> [ТЕКСТОВЫЙ БЛОК]:
§ §
Читать «Советская литература. Побежденные победители» онлайн - страница 89

Станислав Борисович Рассадин

Соображаем, дочитав стихи и продолжая в них вслушиваться. Это самое слово, «звон», по звучанию своему — как бы срединное, связующее «туман» с «зияньем». В его «з» и «н» еще откликается «туман» и уже нарождается «зиянье». И вдруг оказывается, что именно это слово, логическое обоснование которого в данном контексте наиболее зыбко, предположительно, — оно и завладевает строкой. Череда согласных, не считая, понятно, глухого начального «т», создает словно бы физически ощутимую иллюзию звона: м-н-з-в-н-з-н… Мы слышим, почти осязаем, как этот неясный для нас «звон», слово, которое вместе с эмоционально значимыми словами «туман» и «зиянье» вправлено, вплавлено в неразделимый, только в этом соединении и существующий ряд, — это слово тем самым ушло, отключилось от своего прежнего словарного значения. А мы начисто избавлены от необходимости гадать, что ж это, наконец, за звон, погребальный или благовествующий. Важно одно: слово обрело особую жизнь внутри стиха.
§ §
> [УСЛОВИЯ ЗАДАНИЙ]:
A: Определите, согласуются ли с фрагментом о слове «звон» следующие утверждения. На каждое ответьте «да» или «нет» и приведите решающие слова фрагмента дословной цитатой.
(i) По звучанию слово «звон» связывает «туман» с «зияньем».
(ii) Автору важно установить, погребальный это звон или благовествующий.
(iii) Начальное «т» входит в череду согласных, создающую иллюзию звона.
B: Ответьте на вопросы по фрагменту о слове «звон»:
(i) Какая череда согласных создает иллюзию звона?
(ii) Какие слова названы эмоционально значимыми?
(iii) Что обрело слово внутри стиха?
C: Продолжите рассуждение о слове «звон» в стихах, начав сразу после последнего предложения фрагмента.
Записи для работы не понадобятся.

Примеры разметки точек
§ §
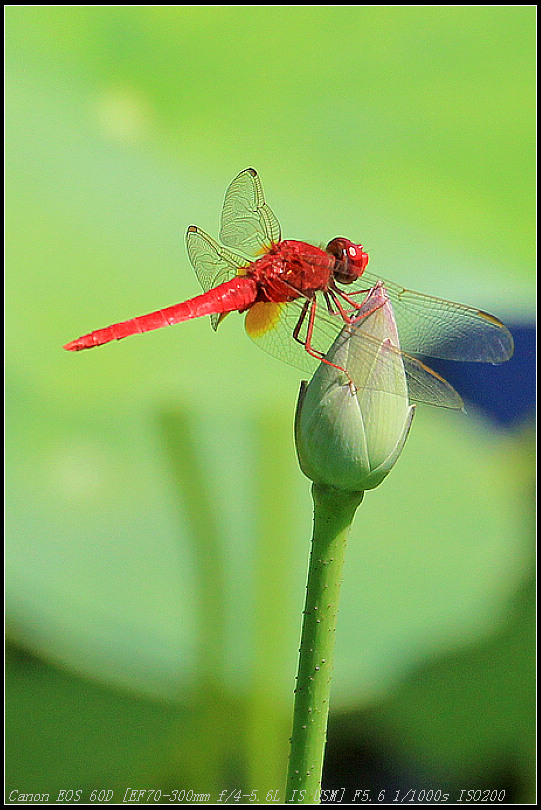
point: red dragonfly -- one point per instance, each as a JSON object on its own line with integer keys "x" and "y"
{"x": 298, "y": 298}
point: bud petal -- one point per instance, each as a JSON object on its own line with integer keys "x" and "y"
{"x": 350, "y": 436}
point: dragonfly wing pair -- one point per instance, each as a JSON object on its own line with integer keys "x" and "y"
{"x": 426, "y": 325}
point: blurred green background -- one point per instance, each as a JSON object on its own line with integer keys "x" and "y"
{"x": 157, "y": 524}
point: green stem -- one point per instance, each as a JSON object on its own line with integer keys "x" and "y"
{"x": 333, "y": 514}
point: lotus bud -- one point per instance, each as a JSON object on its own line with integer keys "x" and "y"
{"x": 351, "y": 427}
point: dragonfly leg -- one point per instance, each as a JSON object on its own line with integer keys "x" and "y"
{"x": 349, "y": 298}
{"x": 308, "y": 340}
{"x": 300, "y": 322}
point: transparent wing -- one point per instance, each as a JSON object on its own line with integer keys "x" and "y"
{"x": 437, "y": 328}
{"x": 212, "y": 263}
{"x": 248, "y": 223}
{"x": 271, "y": 326}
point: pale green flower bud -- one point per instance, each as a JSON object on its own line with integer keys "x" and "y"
{"x": 350, "y": 432}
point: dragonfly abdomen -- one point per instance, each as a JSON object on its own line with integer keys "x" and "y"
{"x": 237, "y": 294}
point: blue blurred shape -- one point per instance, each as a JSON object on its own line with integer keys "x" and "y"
{"x": 506, "y": 392}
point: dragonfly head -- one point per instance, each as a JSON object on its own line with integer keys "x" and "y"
{"x": 350, "y": 260}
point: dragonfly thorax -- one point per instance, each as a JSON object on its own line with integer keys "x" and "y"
{"x": 291, "y": 269}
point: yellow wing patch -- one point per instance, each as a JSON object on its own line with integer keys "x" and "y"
{"x": 262, "y": 317}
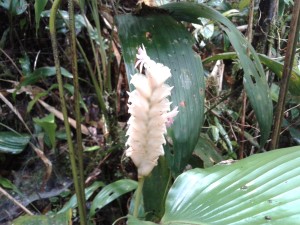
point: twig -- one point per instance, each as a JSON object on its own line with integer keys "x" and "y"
{"x": 6, "y": 194}
{"x": 287, "y": 69}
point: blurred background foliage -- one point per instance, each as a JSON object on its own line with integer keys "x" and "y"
{"x": 226, "y": 91}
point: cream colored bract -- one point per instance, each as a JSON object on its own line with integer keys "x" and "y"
{"x": 149, "y": 109}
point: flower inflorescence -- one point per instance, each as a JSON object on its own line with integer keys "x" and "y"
{"x": 150, "y": 113}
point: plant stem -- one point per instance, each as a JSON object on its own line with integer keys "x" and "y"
{"x": 81, "y": 195}
{"x": 139, "y": 193}
{"x": 52, "y": 27}
{"x": 287, "y": 69}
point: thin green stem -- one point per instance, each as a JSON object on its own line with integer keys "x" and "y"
{"x": 94, "y": 80}
{"x": 52, "y": 27}
{"x": 287, "y": 69}
{"x": 138, "y": 197}
{"x": 81, "y": 195}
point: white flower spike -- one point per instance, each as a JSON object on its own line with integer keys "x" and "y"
{"x": 150, "y": 113}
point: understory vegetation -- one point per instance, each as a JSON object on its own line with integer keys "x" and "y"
{"x": 149, "y": 112}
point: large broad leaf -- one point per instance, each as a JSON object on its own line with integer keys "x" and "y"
{"x": 168, "y": 42}
{"x": 261, "y": 189}
{"x": 254, "y": 78}
{"x": 13, "y": 143}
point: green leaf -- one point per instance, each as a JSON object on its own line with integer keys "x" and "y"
{"x": 154, "y": 201}
{"x": 134, "y": 221}
{"x": 49, "y": 126}
{"x": 39, "y": 6}
{"x": 169, "y": 43}
{"x": 254, "y": 78}
{"x": 72, "y": 203}
{"x": 15, "y": 7}
{"x": 261, "y": 189}
{"x": 112, "y": 192}
{"x": 43, "y": 72}
{"x": 13, "y": 143}
{"x": 55, "y": 219}
{"x": 206, "y": 150}
{"x": 25, "y": 65}
{"x": 273, "y": 65}
{"x": 243, "y": 4}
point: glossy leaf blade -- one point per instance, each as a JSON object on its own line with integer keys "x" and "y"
{"x": 261, "y": 189}
{"x": 169, "y": 43}
{"x": 111, "y": 192}
{"x": 254, "y": 78}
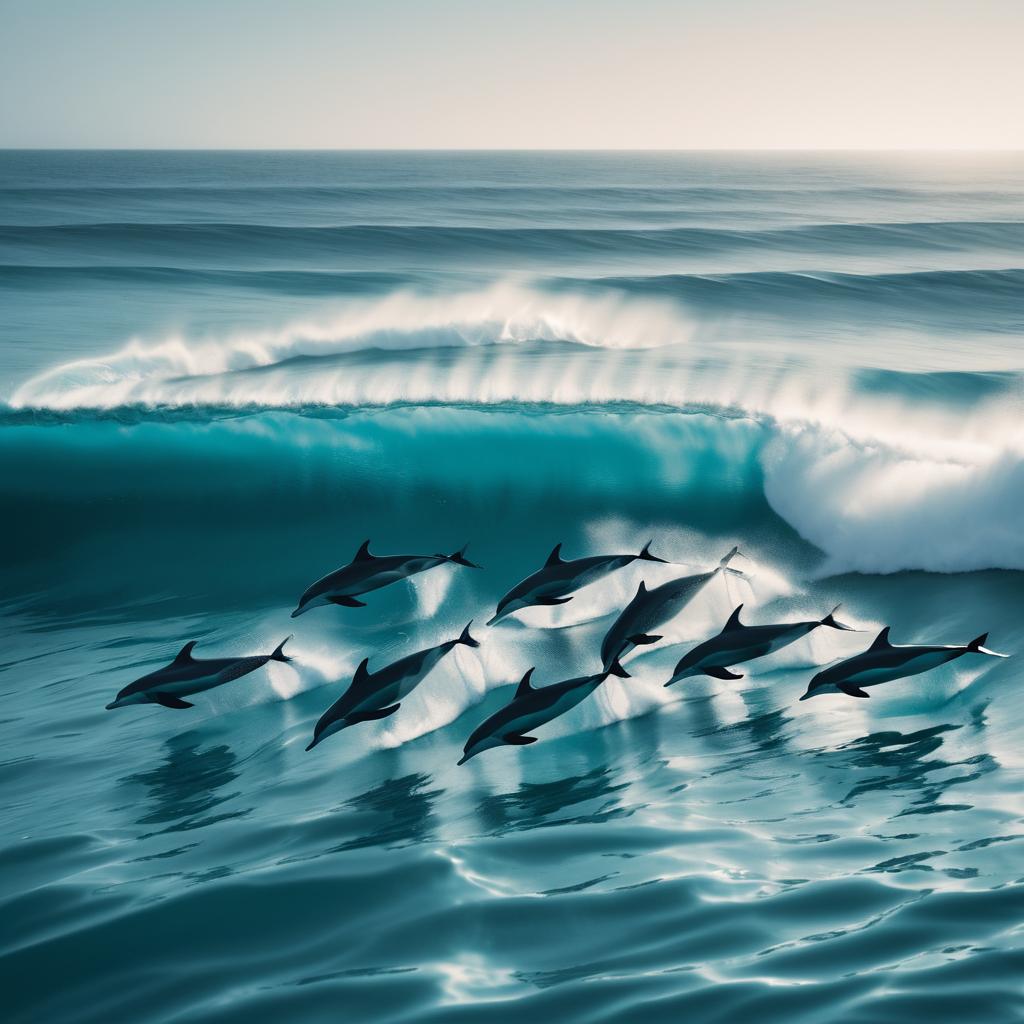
§ §
> [ОТВЕТЫ ПО ЗАДАНИЯМ]:
A:
(i) Да: «по звучанию своему — как бы срединное, связующее «туман» с «зияньем»».
(ii) Нет: «А мы начисто избавлены от необходимости гадать, что ж это, наконец, за звон, погребальный или благовествующий».
(iii) Нет: «не считая, понятно, глухого начального «т»».

B:
(i) м-н-з-в-н-з-н
(ii) «туман» и «зиянье»
(iii) Особую жизнь.

C:
А дальше… Дальше Мандельштам, оставив позади поэтику Камня, открытую всем или многим, обретя в книге Tristia способность создавать, как сказал о нем Юрий Тынянов, «новый смысл», идет и приходит в конце концов к ясности. К гармоничности. Даже — к простоте. Но уже не к «нашим», а опять-таки только и исключительно к своим. Приходит к Ламарку. К Щеглу. К Батюшкову (1932), где набросан несомненный автопортрет, — недаром Н. Я. Мандельштам говорила автору этой книги, что, если б нашла «Оськину» могилу, то написала бы на надгробной плите две строки из этого стихотворения: «Только стихов виноградное мясо / Мне освежило случайно язык».

Хотя значимы — именно в смысле косвенного выражения собственной сущности — и другие строки из Батюшкова, о Батюшкове: «Наше мученье и наше богатство, / Косноязычный, с собой он принес / Шум стихотворства и колокол братства / И гармонический проливень слез».

Колокол братства!..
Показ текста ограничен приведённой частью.